== What this task involves ==
Every line below that holds the word "ordered" must be listed.

== Task data ==
# # #
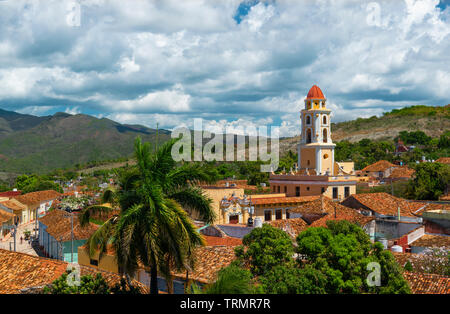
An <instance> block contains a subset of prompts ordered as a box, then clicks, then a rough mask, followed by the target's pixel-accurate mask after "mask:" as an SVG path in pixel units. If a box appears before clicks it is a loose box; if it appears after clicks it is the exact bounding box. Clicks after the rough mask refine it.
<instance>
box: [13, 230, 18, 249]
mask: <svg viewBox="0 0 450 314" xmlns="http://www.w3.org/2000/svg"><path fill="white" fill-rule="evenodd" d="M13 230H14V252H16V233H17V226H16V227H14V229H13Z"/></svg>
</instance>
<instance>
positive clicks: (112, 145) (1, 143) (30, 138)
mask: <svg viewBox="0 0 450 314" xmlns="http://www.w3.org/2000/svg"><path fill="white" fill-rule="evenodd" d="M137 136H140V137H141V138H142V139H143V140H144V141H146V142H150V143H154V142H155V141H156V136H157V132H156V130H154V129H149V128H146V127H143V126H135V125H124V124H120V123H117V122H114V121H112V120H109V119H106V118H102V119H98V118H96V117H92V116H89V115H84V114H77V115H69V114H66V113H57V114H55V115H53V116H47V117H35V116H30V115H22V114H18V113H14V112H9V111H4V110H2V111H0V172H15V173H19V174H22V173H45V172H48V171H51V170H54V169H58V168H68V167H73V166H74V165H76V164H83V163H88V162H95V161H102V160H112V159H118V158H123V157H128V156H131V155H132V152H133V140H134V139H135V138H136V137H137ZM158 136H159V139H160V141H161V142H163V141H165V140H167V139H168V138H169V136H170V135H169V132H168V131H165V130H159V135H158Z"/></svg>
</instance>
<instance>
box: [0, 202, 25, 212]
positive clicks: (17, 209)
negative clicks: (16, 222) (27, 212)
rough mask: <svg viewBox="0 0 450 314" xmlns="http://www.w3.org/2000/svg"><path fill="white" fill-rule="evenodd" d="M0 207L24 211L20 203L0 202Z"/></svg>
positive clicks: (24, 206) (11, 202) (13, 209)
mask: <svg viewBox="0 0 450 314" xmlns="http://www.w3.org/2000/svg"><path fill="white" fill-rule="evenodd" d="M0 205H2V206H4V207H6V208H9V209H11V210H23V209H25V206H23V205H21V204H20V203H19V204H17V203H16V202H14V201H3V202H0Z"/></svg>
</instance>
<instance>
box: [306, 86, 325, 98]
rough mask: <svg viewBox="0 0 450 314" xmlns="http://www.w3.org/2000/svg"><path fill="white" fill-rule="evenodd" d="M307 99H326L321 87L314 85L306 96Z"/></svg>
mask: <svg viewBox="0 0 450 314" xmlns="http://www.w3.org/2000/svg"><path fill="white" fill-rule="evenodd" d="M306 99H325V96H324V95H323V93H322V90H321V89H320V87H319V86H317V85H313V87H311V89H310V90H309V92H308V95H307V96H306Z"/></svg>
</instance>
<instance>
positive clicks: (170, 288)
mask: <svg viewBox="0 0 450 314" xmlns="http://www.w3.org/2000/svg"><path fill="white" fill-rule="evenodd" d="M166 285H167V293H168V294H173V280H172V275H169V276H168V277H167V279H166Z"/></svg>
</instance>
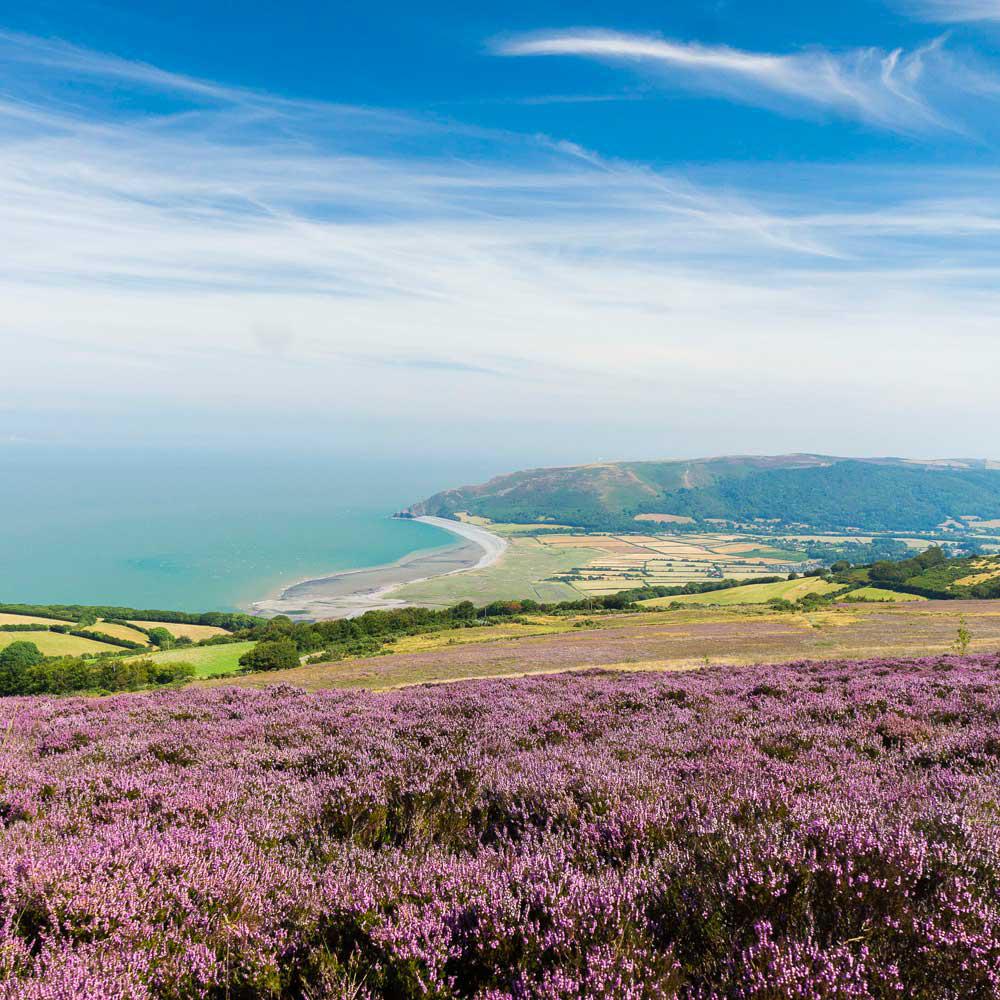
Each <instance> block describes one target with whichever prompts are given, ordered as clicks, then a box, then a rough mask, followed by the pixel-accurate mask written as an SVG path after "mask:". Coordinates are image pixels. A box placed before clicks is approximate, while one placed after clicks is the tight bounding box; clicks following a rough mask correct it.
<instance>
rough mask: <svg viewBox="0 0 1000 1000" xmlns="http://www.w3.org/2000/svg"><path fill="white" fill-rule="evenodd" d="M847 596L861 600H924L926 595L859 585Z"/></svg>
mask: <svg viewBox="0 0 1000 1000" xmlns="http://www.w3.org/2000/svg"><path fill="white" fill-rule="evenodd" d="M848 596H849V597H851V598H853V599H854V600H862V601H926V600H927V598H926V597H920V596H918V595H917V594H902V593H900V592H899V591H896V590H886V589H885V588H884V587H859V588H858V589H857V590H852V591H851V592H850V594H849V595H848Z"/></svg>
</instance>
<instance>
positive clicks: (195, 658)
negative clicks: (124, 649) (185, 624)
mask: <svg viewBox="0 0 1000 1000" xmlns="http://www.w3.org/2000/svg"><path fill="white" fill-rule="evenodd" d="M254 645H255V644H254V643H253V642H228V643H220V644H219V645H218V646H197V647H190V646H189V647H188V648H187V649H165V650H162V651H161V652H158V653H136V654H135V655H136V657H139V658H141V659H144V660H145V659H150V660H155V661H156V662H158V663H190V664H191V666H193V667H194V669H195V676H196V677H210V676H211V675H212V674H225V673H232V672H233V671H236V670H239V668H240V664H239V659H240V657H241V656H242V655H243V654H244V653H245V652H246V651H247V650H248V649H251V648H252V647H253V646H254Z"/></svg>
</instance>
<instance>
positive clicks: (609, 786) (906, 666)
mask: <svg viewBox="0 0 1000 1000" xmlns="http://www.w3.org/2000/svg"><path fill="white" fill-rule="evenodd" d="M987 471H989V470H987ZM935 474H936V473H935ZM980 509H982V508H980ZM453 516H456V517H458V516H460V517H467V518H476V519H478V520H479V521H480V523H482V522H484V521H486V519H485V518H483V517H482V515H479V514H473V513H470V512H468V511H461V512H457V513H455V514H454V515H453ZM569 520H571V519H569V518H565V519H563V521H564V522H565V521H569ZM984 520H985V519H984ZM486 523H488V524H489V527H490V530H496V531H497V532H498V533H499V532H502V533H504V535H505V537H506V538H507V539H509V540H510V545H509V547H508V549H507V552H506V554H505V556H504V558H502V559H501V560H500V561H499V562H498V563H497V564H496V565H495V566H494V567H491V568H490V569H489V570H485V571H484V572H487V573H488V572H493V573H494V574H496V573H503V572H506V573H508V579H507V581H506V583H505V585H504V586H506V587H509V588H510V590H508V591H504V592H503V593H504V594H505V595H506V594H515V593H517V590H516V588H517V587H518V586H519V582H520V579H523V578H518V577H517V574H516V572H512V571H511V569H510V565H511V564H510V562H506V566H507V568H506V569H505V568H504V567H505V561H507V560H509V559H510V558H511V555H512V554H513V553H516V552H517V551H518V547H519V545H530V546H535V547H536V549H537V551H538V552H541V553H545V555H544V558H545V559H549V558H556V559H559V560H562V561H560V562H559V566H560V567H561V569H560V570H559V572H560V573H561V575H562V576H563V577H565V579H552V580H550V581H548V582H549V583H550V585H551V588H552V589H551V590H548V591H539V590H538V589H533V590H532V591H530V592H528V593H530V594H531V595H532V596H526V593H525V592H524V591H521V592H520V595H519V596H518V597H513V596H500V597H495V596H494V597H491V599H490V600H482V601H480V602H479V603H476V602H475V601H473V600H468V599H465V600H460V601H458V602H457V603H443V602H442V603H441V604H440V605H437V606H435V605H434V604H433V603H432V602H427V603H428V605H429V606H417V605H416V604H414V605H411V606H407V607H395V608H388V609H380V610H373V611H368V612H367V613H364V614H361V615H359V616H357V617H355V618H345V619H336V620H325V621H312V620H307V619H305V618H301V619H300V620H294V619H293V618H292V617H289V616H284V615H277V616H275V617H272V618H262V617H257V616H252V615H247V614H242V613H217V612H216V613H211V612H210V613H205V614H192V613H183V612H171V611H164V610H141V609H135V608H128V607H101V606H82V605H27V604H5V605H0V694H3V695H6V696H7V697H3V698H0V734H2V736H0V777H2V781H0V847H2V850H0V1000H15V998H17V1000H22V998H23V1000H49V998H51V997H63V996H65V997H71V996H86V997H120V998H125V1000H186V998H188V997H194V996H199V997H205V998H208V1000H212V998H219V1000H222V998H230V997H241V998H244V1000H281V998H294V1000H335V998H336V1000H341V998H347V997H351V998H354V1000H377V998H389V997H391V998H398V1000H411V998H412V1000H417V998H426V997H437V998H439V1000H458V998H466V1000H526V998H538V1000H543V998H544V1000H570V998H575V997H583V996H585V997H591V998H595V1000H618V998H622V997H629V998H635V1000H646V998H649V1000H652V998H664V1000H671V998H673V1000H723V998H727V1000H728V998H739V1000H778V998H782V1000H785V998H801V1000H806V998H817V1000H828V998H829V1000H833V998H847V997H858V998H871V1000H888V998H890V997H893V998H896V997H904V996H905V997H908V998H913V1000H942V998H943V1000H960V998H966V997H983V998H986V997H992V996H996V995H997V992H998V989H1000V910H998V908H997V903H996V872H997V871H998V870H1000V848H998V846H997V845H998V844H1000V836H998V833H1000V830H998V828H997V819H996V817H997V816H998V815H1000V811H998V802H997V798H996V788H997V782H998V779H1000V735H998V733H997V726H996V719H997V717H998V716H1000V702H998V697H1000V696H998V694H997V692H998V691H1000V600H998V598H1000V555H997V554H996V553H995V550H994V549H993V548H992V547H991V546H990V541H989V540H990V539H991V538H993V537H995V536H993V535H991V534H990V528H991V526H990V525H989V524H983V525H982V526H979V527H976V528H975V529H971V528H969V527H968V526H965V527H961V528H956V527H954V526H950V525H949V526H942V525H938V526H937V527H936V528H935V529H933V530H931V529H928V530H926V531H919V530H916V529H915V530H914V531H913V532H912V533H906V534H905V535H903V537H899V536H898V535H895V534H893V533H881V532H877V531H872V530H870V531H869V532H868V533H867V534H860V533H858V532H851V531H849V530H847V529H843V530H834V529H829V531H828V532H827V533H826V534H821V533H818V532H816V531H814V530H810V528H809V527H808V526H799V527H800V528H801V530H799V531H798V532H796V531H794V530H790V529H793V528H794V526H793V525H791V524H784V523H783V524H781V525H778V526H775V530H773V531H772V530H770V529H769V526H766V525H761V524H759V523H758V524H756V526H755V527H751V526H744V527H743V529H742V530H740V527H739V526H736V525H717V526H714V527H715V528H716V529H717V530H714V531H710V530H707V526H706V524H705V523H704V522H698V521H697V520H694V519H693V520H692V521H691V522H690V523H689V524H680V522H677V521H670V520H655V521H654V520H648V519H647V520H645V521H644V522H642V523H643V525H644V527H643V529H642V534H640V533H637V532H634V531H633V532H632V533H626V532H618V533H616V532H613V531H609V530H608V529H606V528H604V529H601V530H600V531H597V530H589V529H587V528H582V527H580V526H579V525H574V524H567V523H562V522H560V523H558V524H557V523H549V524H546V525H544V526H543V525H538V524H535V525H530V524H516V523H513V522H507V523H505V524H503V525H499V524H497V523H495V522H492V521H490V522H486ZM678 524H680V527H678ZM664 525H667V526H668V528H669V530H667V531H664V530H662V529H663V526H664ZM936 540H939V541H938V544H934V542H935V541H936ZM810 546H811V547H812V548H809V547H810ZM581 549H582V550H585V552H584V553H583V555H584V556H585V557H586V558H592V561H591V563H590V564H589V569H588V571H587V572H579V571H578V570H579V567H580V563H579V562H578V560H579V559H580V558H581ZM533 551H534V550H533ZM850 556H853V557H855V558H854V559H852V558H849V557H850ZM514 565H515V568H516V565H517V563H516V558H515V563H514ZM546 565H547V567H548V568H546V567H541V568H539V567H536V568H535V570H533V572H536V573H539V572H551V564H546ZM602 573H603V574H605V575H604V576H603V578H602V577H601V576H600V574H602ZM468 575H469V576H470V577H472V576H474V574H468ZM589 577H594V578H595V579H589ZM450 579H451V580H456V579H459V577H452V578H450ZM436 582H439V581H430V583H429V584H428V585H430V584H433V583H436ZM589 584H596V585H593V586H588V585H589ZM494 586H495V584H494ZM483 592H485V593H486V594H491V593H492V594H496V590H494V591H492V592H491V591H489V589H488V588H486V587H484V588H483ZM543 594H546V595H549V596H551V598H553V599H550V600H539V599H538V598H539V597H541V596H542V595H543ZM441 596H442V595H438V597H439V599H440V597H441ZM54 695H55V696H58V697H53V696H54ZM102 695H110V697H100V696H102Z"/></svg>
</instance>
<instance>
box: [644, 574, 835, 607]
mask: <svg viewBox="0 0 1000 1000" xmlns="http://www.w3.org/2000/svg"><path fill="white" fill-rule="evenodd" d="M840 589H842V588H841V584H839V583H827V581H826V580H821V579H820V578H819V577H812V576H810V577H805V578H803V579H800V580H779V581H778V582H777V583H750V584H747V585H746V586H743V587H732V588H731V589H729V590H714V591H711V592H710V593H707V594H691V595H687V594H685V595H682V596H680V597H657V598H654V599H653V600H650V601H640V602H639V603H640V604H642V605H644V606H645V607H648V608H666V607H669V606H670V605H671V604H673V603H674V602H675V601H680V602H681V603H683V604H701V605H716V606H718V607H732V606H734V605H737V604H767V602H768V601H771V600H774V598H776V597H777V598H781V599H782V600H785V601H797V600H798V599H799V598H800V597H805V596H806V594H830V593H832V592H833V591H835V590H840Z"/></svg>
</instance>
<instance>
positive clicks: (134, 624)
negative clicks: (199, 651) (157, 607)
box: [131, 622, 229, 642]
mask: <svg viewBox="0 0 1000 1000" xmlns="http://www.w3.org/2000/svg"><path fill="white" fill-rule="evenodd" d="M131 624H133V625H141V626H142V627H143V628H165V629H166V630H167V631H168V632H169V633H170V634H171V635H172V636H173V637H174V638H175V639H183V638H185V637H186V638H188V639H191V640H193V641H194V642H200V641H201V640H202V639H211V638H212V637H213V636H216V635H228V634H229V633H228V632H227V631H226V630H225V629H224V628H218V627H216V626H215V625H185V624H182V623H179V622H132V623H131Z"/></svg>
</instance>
# # #
== Expected answer ==
An <instance> block contains a subset of prompts ordered as a box, then clicks, then a rough mask, followed by the target's pixel-accurate mask after "mask:" as an SVG path in pixel units. If a box appears before clicks it is a loose box; if it appears after clicks it is the exact bounding box. Clicks after the rough mask refine it.
Each <instance> block describes one target with whichever prompts are given, ordered as clicks, then a box, then a rough mask, followed by the pixel-accurate mask written as an SVG path after "mask:". Coordinates are image pixels. A box placed before clicks is approximate, while one placed after clicks is the tight bounding box; clicks following a rough mask correct it.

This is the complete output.